(WORK INSTRUCTION 1)
List every degree program offered in the passage on research study at the School of Engineering.
(WORK INSTRUCTION 2)
Render this sentence from the passage on research study at the School of Engineering in Spanish: "We offer a 3 year PhD programme, a 4 year integrated PhD programme, an EngD programme, and a 1 year MPhil degree programme."
(WORK INSTRUCTION 3)
Retype everything in the passage on research study at the School of Engineering from "We offer a 3" down to "demonstrate critical judgement.".

##### GIVEN PASSAGE #####

The School of Engineering is committed to providing the best possible environment for our research students including excellent facilities, teaching staff who are internationally recognised, and a supportive environment for our students.

We are internationally renowned for our research and are a friendly supportive School with a diverse range of students from across the world. We pride ourselves on our multidisciplinary approach to research and organise our research into three main themes:

  • Energy and Environment
  • Health, Technology and the Digital World
  • Mechanics, Materials and Advanced Manufacturing.

We offer a 3 year PhD programme, a 4 year integrated PhD programme, an EngD programme, and a 1 year MPhil degree programme.

Programme aims

  • Develop research skills through a programme of in-depth study.
  • Develop expertise in appropriate methods of research and enquiry.
  • Produce high quality research outputs which demonstrate critical judgement.
  • Produce a thesis (PhD thesis approx. 80,000 words).

Distinctive features

  • We have a world renowned reputation for research and the impact of that research (REF 2014).
  • Teaching opportunities – we offer a range of teaching and demonstrating opportunities across our undergraduate teaching programme.

##### DATA EXCERPTS #####

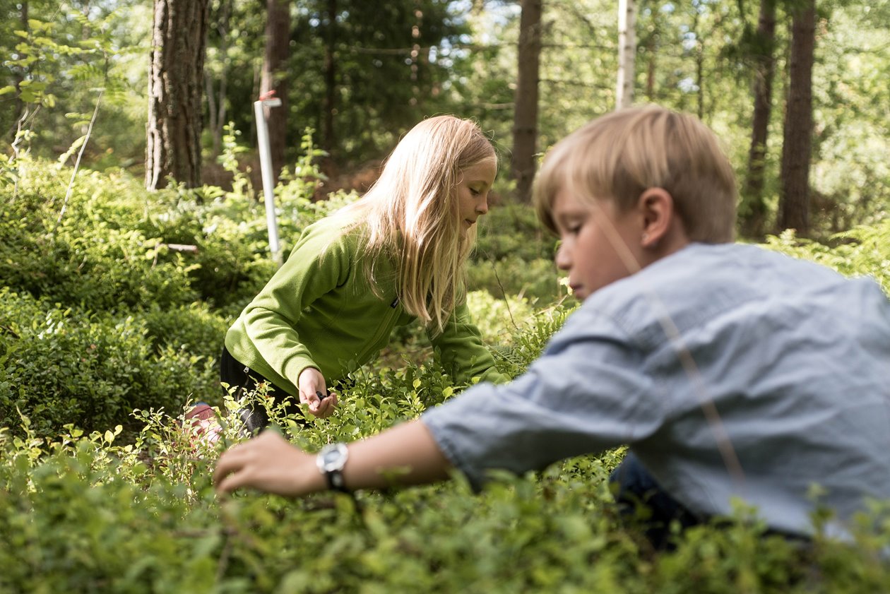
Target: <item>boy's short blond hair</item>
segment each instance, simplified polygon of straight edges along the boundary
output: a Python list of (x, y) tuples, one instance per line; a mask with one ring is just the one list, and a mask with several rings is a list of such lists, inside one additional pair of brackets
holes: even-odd
[(735, 236), (737, 190), (716, 136), (698, 118), (657, 106), (628, 108), (588, 122), (545, 157), (534, 185), (541, 222), (552, 232), (553, 203), (568, 188), (583, 200), (612, 199), (627, 211), (662, 188), (691, 241)]

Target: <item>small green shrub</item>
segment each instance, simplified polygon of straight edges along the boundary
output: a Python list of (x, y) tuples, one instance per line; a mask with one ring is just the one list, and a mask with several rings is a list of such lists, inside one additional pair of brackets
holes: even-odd
[(39, 435), (67, 424), (128, 424), (136, 408), (176, 409), (190, 395), (216, 396), (214, 360), (159, 349), (145, 322), (88, 313), (0, 288), (0, 419), (20, 412)]

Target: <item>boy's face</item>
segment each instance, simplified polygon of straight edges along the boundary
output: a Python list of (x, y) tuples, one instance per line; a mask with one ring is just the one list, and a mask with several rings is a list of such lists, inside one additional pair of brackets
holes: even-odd
[(554, 199), (553, 218), (562, 243), (556, 265), (584, 300), (639, 270), (643, 222), (634, 209), (619, 212), (611, 199), (581, 201), (565, 188)]

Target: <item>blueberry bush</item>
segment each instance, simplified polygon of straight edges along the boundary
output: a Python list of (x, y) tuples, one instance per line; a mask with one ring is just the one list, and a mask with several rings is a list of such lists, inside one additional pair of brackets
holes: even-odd
[[(308, 164), (303, 164), (308, 167)], [(296, 175), (298, 174), (298, 175)], [(619, 522), (608, 486), (623, 450), (481, 492), (460, 476), (422, 488), (301, 500), (217, 497), (219, 449), (239, 439), (216, 358), (225, 329), (274, 270), (264, 214), (245, 193), (149, 194), (121, 172), (23, 159), (0, 189), (0, 592), (881, 592), (890, 590), (890, 506), (858, 518), (852, 542), (767, 533), (750, 509), (655, 551)], [(307, 181), (308, 180), (308, 181)], [(306, 171), (278, 189), (286, 244), (354, 199), (310, 199)], [(530, 210), (492, 209), (468, 300), (498, 368), (516, 376), (577, 305)], [(172, 248), (194, 246), (183, 251)], [(830, 245), (768, 247), (875, 276), (890, 289), (890, 226)], [(414, 419), (465, 387), (419, 328), (352, 374), (337, 413), (276, 427), (308, 451)], [(203, 400), (222, 439), (193, 440), (182, 412)]]

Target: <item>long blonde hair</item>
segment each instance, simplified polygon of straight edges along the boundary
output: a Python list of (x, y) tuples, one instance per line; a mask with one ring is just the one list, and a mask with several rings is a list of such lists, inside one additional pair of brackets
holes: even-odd
[(475, 240), (475, 226), (462, 229), (457, 185), (465, 169), (487, 159), (497, 162), (494, 148), (473, 122), (425, 119), (401, 139), (368, 192), (332, 215), (360, 232), (375, 292), (391, 281), (377, 278), (380, 258), (390, 258), (402, 307), (436, 331), (464, 298), (464, 270)]

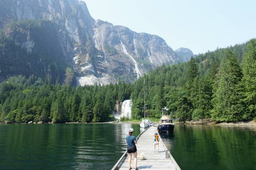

#####

(TASK ANSWER 1)
- 3 year PhD programme
- 4 year integrated PhD programme
- EngD programme
- 1 year MPhil degree programme

(TASK ANSWER 2)
Ofrecemos un programa de doctorado de 3 años, un programa de doctorado integrado de 4 años, un programa EngD y un programa de titulación MPhil de 1 año.

(TASK ANSWER 3)
We offer a 3 year PhD programme, a 4 year integrated PhD programme, an EngD programme, and a 1 year MPhil degree programme.

Programme aims

  • Develop research skills through a programme of in-depth study.
  • Develop expertise in appropriate methods of research and enquiry.
  • Produce high quality research outputs which demonstrate critical judgement.